**STATED PROBLEM:** Reproduce every item below verbatim, line for line.

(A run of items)
>>>>

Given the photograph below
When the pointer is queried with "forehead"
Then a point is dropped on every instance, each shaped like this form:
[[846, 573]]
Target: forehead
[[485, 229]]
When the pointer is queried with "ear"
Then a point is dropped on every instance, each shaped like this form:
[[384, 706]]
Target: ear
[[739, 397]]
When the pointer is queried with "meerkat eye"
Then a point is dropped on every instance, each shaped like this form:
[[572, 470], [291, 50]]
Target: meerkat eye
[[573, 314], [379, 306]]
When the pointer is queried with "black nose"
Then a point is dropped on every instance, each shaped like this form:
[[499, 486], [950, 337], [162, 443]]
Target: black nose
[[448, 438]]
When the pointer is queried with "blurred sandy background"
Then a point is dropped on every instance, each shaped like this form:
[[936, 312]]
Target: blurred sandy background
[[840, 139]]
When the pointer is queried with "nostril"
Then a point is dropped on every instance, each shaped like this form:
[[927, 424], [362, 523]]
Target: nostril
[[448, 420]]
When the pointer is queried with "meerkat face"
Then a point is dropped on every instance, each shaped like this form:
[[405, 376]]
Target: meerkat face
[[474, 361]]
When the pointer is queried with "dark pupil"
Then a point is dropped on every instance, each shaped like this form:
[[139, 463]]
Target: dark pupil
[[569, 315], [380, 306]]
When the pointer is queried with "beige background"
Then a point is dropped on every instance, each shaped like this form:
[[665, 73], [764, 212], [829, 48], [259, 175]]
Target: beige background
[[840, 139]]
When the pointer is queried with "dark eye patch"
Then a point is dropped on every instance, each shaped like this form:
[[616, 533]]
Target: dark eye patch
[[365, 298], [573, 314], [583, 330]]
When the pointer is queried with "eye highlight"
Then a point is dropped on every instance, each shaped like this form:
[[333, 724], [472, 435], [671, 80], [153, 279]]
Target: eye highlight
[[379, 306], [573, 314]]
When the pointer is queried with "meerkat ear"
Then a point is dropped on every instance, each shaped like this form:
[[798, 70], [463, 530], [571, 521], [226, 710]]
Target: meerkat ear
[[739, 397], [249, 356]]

<<<<

**TASK ANSWER:**
Given the photograph below
When the pointer is queried with "forehead"
Then a point is dropped on every instance, each shaped like this form:
[[846, 573]]
Target: forehead
[[485, 229]]
When the pointer is queried with "ear"
Then a point is dropped on every instance, each shaped like this form:
[[384, 706]]
Target: ear
[[739, 397]]
When the pointer is queried with "meerkat eye"
Then a point is dropped on every instance, each shaped like this form:
[[572, 470], [291, 50]]
Target: meerkat eye
[[573, 314], [379, 306]]
When the pointer is queried with "black nose"
Then a point is dropped on every instance, each shaped like this form:
[[499, 486], [950, 337], [162, 443]]
Target: black nose
[[448, 438]]
When the pointer is queried with "blurred sandy background"
Then a point is dropped on every instance, each shaped like this form:
[[936, 312]]
Target: blurred sandy background
[[840, 139]]
When the pointer is queried with "nostril"
Then a point is dropped on every instance, each shaped like this form:
[[927, 424], [362, 523]]
Target: nostril
[[448, 420]]
When the pointer is queried with "meerkat face"
Then a point is dropped on every instance, each shaped like this form:
[[405, 376]]
Target: meerkat face
[[474, 361]]
When the pointer is queried with "dark pupil"
Then a point is dropped on every instance, each shaped like this form:
[[139, 463]]
Target: dark pupil
[[569, 315], [380, 306]]
When the pointer is queried with "beige background"
Then a point is dropped on every instance, each shaped like this form:
[[665, 73], [764, 212], [829, 48], [259, 175]]
Target: beige background
[[840, 139]]
When the pointer is queried with "dark eye patch"
Then a point is dropped on every instance, each shaped like this form:
[[616, 533]]
Target: dark eye patch
[[365, 298], [573, 314], [583, 330]]
When the pointer is queried with "eye highlight"
Then a point is dropped on every instance, each shaped like this form:
[[333, 724], [472, 435], [671, 80], [153, 279]]
Target: eye highlight
[[379, 306], [573, 314]]
When the pointer is queried with "meerkat ear"
Then a point is dropped on every instance, each shaped like this form:
[[798, 70], [463, 530], [571, 521], [226, 710]]
Target: meerkat ear
[[739, 397], [249, 356]]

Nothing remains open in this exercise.